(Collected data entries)
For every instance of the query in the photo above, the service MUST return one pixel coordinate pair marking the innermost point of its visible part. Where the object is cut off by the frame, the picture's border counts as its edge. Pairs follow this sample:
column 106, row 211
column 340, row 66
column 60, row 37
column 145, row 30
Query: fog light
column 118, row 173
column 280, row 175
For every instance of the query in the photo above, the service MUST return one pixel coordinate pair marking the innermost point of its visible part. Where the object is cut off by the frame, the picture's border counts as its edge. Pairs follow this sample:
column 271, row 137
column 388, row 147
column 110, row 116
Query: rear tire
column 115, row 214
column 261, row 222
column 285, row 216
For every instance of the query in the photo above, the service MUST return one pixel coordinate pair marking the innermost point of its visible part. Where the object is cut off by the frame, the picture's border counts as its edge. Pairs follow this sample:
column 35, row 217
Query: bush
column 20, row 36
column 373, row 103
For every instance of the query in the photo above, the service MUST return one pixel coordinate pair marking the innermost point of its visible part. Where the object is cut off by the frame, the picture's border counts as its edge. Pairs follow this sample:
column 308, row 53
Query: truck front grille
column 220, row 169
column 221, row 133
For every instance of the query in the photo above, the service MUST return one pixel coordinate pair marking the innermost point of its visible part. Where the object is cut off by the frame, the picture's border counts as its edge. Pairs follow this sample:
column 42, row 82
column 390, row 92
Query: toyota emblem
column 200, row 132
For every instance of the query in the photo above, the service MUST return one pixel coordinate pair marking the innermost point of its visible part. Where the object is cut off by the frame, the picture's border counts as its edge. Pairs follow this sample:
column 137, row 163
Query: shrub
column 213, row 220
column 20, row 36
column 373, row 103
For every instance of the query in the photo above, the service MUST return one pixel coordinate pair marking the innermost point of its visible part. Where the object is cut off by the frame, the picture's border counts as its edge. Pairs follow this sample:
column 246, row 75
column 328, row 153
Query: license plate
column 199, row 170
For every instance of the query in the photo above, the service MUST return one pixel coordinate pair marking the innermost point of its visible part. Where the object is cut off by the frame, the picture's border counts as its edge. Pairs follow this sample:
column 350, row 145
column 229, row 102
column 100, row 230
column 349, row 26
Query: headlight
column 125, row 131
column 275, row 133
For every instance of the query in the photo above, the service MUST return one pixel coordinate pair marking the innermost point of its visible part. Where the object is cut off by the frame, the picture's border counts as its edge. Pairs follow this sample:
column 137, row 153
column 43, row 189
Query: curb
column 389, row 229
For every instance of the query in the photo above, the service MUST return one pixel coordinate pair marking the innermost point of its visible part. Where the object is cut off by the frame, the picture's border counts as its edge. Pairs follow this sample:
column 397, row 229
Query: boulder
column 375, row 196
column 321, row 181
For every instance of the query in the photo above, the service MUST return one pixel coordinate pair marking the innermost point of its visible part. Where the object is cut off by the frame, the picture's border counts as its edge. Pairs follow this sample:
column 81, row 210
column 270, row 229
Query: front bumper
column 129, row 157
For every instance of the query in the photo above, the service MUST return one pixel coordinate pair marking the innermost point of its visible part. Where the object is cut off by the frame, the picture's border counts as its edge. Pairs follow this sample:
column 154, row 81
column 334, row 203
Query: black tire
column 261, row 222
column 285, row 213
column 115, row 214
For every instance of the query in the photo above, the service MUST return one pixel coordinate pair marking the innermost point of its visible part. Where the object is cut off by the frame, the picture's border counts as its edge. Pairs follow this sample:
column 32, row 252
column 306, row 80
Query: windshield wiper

§ **WHAT NEEDS TO BE DONE**: The full set of records must be output again exactly.

§ **RESPONSE FOR THIS EXERCISE**:
For every instance of the query in the photo above, the service MUST return one pixel coordinate pair marking the innermost point of its visible part. Where the object is cut off by the frame, the picture's border counts as its edge. Pairs follow this sample:
column 106, row 211
column 340, row 66
column 60, row 37
column 145, row 30
Query: fog light
column 118, row 173
column 280, row 175
For every instance of the query in the photo above, the service MUST return one pixel coordinate pair marking the innermost point of its visible part. Where the object is cut off by the frame, the picture's border counts as its edge. Pairs follow this sample:
column 271, row 137
column 388, row 147
column 110, row 116
Query: rear tire
column 115, row 214
column 261, row 222
column 285, row 216
For every instance of the query in the photo above, the service MUST return one pixel coordinate pair marking the innermost point of its visible part. Where the object is cut off by the frame, the picture's border counts as its edge. Pairs follow this sample:
column 35, row 217
Query: bush
column 20, row 36
column 373, row 103
For every instance of the query in the photo above, the service MUST return one pixel coordinate pair marking the innermost point of its visible part. Where the object is cut off by the frame, the picture's border counts as its edge. Pairs follow this sample:
column 308, row 53
Query: truck front grille
column 220, row 169
column 221, row 133
For every instance of the query in the photo above, the service MUST return one pixel coordinate pair marking the innermost point of its visible part. Where the object is cut off by the frame, the picture's border counts as its edge. Pairs follow this sample:
column 42, row 82
column 390, row 92
Query: toyota emblem
column 200, row 132
For every instance of the query in the photo above, the service MUST return one pixel coordinate pair marking the innermost point of its visible part. Where the object is cut off by the frame, the picture's border counts as its edge. Pairs follow this sample:
column 137, row 163
Query: shrub
column 213, row 220
column 20, row 36
column 373, row 103
For every instance of the query in the photo above, the service MUST return one pixel coordinate pair marking the innermost point of its visible part. Where the object is cut off by the frame, the picture's border counts as its edge. Pairs follow this sample:
column 246, row 75
column 328, row 153
Query: license plate
column 199, row 170
For every instance of the query in the photo above, the service MUST return one pixel coordinate pair marking the innermost point of its visible part. Where the object is cut off by the frame, the picture's border counts as its edge. Pairs follow this sample:
column 350, row 145
column 229, row 102
column 100, row 230
column 349, row 26
Query: headlight
column 125, row 131
column 275, row 133
For every instance of the query in the photo above, the service MUST return one pixel coordinate pair marking the innermost point of its visible part. Where the object is cut off by the frame, the picture's border counts as its edge. Pairs follow this sample:
column 137, row 153
column 43, row 189
Query: curb
column 389, row 229
For every instance of the query in the photo above, the service MUST return one pixel coordinate pair marking the innermost point of its visible part. Where the object is cut off by the frame, the picture's border counts as its edge. Pairs follow this sample:
column 397, row 229
Query: boulder
column 375, row 196
column 321, row 181
For every instance of the query in the photo above, the service MUST return one pixel coordinate pair marking the innermost point of its visible part. Where the object is cut off by the frame, the picture's border counts as its edge. Pairs follow this sample:
column 81, row 210
column 270, row 229
Query: front bumper
column 129, row 157
For every instance of the query in the photo above, the service MUST return one pixel coordinate pair marking the innermost point of its visible part. Where the object is cut off by the frame, the picture's border counts as its edge. Pairs follow this sample:
column 154, row 81
column 334, row 203
Query: black tire
column 261, row 222
column 285, row 213
column 115, row 214
For every instance of the query in the photo above, the service MUST return one pixel coordinate pair marking the innermost point of its visible part. Where the object is cut off by the frame, the picture's border counts as its edge. Pairs follow this sample:
column 32, row 252
column 306, row 80
Query: windshield wiper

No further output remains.